▶ **TASK INPUT**:
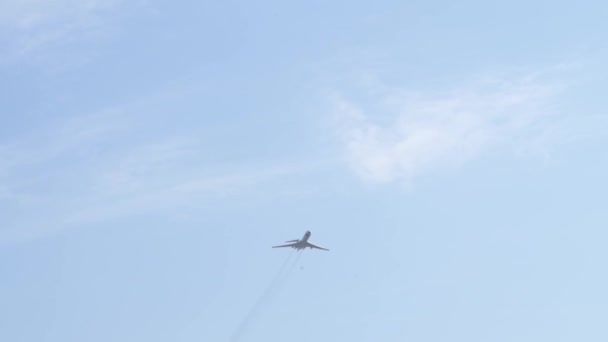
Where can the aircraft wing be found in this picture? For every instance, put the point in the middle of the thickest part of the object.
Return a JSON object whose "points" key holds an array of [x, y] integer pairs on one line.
{"points": [[308, 244], [288, 245]]}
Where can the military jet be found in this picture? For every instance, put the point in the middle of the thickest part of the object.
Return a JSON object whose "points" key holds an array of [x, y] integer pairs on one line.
{"points": [[301, 244]]}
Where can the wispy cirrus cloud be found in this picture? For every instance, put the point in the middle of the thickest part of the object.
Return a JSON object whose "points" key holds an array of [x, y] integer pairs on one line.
{"points": [[32, 26], [400, 134], [109, 165]]}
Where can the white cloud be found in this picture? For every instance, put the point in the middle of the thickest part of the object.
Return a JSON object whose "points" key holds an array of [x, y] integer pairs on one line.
{"points": [[111, 165], [31, 26], [401, 134]]}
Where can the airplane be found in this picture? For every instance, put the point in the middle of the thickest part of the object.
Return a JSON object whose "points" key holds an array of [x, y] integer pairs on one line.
{"points": [[301, 244]]}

▶ **SHORT EXERCISE**: Put the lines of the listing above, from the line containing "Where can the military" through the final line inclusive, into a JSON list of strings with one string per line. Leave out any blank lines.

▶ **FINAL RESULT**:
[
  "Where can the military jet be found in this picture? For every instance, put the point in the middle of the thickest part of the object.",
  "Return a JSON object whose \"points\" key holds an array of [x, y] integer pairs on one line.",
  "{\"points\": [[301, 244]]}",
  "Where can the wispy cirrus cloud be found in this picture? For every instance, put the point in the middle of the thickest part of the object.",
  "Return a JSON object whose \"points\" key holds an array of [x, y] integer pairs on one line.",
  "{\"points\": [[32, 26], [400, 134], [109, 165]]}",
  "Where can the white cloud be found in this picture? For every instance, put the point in the middle of the thickest part of the object.",
  "Return a JSON object whose \"points\" key holds an array of [x, y] integer pairs on one line.",
  "{\"points\": [[111, 165], [31, 26], [401, 134]]}",
  "Where can the airplane be found in this picture? For every instance, put the point in the middle of the thickest part of the object.",
  "Return a JSON object whose \"points\" key holds an array of [x, y] integer pairs on one line.",
  "{\"points\": [[301, 244]]}"
]